## Task directions
Please output each entry exactly as it appears.

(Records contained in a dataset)
━━━━━━━━━━

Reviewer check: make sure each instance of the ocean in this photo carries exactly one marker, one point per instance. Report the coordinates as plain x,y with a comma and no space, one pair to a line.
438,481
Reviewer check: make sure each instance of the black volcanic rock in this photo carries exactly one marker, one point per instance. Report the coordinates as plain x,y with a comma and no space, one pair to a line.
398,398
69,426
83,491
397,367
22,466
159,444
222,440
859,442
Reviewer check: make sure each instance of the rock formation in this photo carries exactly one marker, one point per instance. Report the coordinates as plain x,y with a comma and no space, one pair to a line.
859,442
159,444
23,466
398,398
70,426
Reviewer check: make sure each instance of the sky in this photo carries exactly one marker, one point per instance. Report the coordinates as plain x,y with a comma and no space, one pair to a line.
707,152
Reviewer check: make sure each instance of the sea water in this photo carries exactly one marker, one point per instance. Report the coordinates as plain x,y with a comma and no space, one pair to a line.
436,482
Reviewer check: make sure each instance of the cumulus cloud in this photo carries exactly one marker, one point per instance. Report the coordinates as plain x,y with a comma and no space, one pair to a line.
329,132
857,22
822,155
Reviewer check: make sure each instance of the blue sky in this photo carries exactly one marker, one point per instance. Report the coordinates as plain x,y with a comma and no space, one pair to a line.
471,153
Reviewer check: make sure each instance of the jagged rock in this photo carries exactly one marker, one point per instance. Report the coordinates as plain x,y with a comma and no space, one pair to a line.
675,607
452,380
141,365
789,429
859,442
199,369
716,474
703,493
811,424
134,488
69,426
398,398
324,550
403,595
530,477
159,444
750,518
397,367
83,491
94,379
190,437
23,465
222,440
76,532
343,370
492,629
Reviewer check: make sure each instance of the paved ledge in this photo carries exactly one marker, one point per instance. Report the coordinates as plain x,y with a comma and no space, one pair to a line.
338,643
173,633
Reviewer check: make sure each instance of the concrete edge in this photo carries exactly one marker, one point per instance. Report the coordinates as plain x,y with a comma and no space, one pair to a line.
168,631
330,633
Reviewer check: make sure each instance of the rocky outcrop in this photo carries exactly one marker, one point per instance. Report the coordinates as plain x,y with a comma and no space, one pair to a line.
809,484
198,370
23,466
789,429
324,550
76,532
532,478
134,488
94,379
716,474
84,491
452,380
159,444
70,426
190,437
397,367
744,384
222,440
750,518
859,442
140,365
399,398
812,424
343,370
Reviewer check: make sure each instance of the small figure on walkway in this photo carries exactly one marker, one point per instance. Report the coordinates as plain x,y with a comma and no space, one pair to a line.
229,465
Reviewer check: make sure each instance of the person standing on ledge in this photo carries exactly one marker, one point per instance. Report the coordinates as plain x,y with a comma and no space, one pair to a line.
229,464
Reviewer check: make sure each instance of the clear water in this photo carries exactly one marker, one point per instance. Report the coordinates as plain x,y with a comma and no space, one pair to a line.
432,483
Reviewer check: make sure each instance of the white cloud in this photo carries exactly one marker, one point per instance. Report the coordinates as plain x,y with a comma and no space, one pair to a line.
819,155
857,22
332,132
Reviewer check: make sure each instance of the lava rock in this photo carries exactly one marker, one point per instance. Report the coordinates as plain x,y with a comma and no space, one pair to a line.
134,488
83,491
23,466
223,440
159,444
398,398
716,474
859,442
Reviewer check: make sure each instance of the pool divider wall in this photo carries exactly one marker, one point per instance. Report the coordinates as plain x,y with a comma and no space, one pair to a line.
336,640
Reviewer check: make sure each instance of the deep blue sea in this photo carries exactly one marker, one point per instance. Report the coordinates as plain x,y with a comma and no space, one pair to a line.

━━━━━━━━━━

## Response to this exercise
Reviewer check: make sure each instance of the ocean in this photo carries exactly one marker, one point per instance. Report the coordinates as plain x,y with a comma and no space, one pair to a line.
438,481
Reviewer check: make sure each instance of the black volcanic rock in this photo carries exactly one marker, one point per instance. Report the coordinates as plain x,y with a comma and no space, one pair to a line.
398,398
69,426
83,491
397,367
22,466
159,444
222,440
859,442
Reviewer check: make sure each instance of the rock formation in this photo carries exactly one marker, one point per instance. Report the coordinates as plain x,y with a comma and no space, one pair to a line.
859,442
159,444
23,466
398,398
70,426
Reviewer check: make sure each instance of the sky in this photo carries exactly one marker, one point per instance. Report the coordinates as plain x,y with a comma and no space, one pair to a line.
707,152
Reviewer check: make sure each instance of the sea water in this photo carries exactly one marker, one point per instance. Report the coordinates as plain x,y with a comma and no space, one pair to a line.
436,482
Reviewer check: make sure each instance of the cumulus cloud in this photo carries exactly one marker, one point per instance. Report the coordinates as plain x,y with a comma and no space, one pair to a line.
329,132
857,22
822,155
Reviewer check: make sure each instance of the blue sky in this photo carries exactly one marker, one point per instance. Report the coordinates as plain x,y with a comma and no space, one pair to a line.
471,153
Reviewer check: make sure each instance of the jagged rock in this photo carries exactly one marker, one point per instance. Report the coordinates as plain x,y with a comma and no space, one pair to a line.
675,607
452,380
141,365
789,429
859,442
199,369
716,474
703,493
811,424
134,488
69,426
398,398
324,550
403,595
530,477
159,444
750,518
397,367
83,491
94,379
190,437
23,465
222,440
76,532
343,370
492,629
Reviewer check: make sure each instance of the paved ledge in this photo carries exactly one marker, one point per instance. Report the coordinates as plain x,y with a comma and no space, one pair to a line.
338,643
173,633
Reviewer check: make sure each instance of the concrete edge in this photo carries exactly one marker, one point per instance. Report the coordinates as plain x,y with a comma and no space, one pair to a line.
168,631
330,633
Reviewer check: make sure each instance of the rocky outcrop in this photo carries exactly one marker, one point per instance. Report the coordinates as plain x,y with a comma and no space, one pair to a line.
809,484
198,370
23,466
789,429
324,550
76,532
532,478
134,488
94,379
716,474
84,491
452,380
159,444
70,426
190,437
397,367
744,384
222,440
750,518
859,442
140,365
399,398
812,424
343,370
Reviewer check: make sure each instance of the small figure on walkway in this photo carries exactly one marker, one point per instance. Report the coordinates as plain x,y with a comma and no space, one pair to a line.
229,465
Reviewer check: make sure each instance of the person standing on ledge in this photo carries exactly one marker, one point per instance. Report the coordinates as plain x,y with a comma and no space, one pair to a line.
229,464
Reviewer check: make sure each instance of the clear water in this photo carries exactly one marker, one point per instance. Report the coordinates as plain x,y with a comma and no space, one pair to a line.
432,483
Reviewer check: make sure each instance of the white cloud in this photo carries exactly one marker, one point per instance. Report the coordinates as plain x,y with a comma and no space, one pair to a line.
819,155
857,22
332,132
Reviewer check: make sure each instance of the lava rock in this photo carries exactly one marker, one point per instance. Report the coordinates as plain x,y with a comma and no space, one pair to a line.
134,488
83,491
23,466
223,440
159,444
398,398
716,474
859,442
Reviewer check: make sure each instance of the pool divider wall in this photo carries exactly one marker, one point per instance. Report the coordinates as plain x,y with a comma and no space, one pair to a line.
336,640
Reviewer check: make sure each instance of the deep blue sea in this photo carries exactly one marker, one point per instance. Report the coordinates as plain x,y with a comma and no space, one pair to a line.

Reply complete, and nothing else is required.